Task:
Filter the records below down to the lines that contain the word "television", matching case exactly, and copy each such line.

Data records

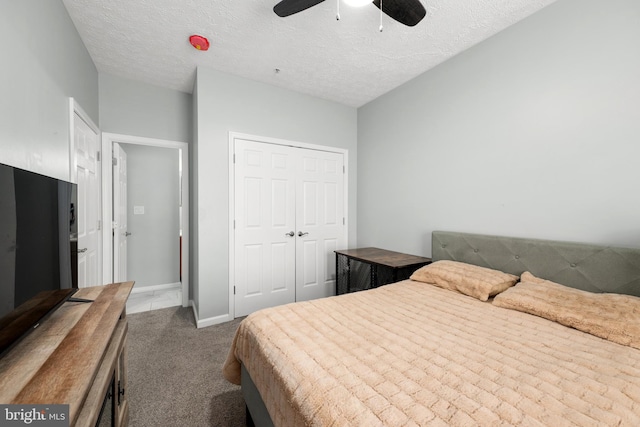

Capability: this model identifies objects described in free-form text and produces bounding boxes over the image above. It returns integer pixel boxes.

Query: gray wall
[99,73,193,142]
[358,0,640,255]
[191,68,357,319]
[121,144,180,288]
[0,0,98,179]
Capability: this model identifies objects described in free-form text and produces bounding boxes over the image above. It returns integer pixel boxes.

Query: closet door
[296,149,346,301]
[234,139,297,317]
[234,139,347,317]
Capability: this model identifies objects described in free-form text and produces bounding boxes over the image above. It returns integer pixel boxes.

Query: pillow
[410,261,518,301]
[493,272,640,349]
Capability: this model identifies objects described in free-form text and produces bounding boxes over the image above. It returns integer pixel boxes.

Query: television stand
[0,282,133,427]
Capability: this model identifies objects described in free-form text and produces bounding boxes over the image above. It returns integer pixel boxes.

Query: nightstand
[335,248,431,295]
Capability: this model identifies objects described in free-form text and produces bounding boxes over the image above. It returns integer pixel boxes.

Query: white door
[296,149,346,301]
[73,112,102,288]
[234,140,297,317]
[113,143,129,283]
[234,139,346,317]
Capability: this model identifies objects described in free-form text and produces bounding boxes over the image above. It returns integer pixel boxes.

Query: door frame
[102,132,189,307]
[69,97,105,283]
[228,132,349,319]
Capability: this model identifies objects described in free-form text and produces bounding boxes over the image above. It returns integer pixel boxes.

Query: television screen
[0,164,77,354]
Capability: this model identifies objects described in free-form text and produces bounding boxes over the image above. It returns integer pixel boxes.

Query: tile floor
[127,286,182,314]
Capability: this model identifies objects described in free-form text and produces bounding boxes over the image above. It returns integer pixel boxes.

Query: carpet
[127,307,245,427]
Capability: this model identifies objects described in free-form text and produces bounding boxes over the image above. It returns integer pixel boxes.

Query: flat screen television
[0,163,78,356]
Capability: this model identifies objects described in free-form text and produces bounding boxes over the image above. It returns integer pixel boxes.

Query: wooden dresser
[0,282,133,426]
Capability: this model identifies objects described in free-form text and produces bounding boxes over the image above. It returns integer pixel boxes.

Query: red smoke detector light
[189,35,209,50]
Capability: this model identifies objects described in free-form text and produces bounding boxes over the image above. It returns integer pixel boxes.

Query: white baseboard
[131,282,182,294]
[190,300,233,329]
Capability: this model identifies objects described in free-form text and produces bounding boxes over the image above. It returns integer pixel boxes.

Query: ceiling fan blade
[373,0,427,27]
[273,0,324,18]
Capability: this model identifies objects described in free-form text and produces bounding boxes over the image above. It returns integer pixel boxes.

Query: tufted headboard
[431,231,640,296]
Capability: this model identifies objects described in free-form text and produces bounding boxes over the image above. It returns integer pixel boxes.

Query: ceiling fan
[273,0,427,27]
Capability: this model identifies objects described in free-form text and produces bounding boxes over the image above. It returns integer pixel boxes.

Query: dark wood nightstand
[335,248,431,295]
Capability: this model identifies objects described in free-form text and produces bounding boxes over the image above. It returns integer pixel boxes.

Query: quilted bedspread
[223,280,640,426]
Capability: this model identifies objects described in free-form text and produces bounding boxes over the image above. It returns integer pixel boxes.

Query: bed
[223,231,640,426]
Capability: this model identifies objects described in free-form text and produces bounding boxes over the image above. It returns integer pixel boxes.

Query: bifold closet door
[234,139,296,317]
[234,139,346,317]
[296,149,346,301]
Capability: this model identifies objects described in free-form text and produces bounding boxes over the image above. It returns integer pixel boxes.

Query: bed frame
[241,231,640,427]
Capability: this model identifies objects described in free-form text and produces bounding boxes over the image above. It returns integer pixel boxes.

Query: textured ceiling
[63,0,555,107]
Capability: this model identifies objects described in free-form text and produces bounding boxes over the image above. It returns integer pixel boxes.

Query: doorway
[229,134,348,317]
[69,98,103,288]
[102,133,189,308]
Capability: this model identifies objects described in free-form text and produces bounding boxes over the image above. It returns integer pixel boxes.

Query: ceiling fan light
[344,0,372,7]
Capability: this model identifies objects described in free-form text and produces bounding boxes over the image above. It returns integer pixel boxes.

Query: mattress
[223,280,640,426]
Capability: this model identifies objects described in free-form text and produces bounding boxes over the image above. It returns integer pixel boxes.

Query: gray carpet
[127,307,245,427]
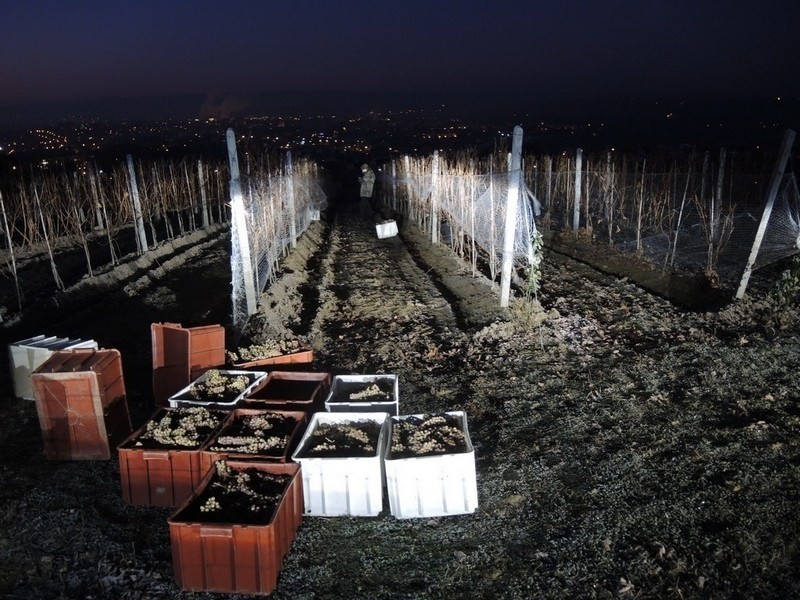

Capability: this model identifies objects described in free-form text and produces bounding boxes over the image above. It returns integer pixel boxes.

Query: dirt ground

Final result:
Query: television stand
Query: television screen
Query: flat screen television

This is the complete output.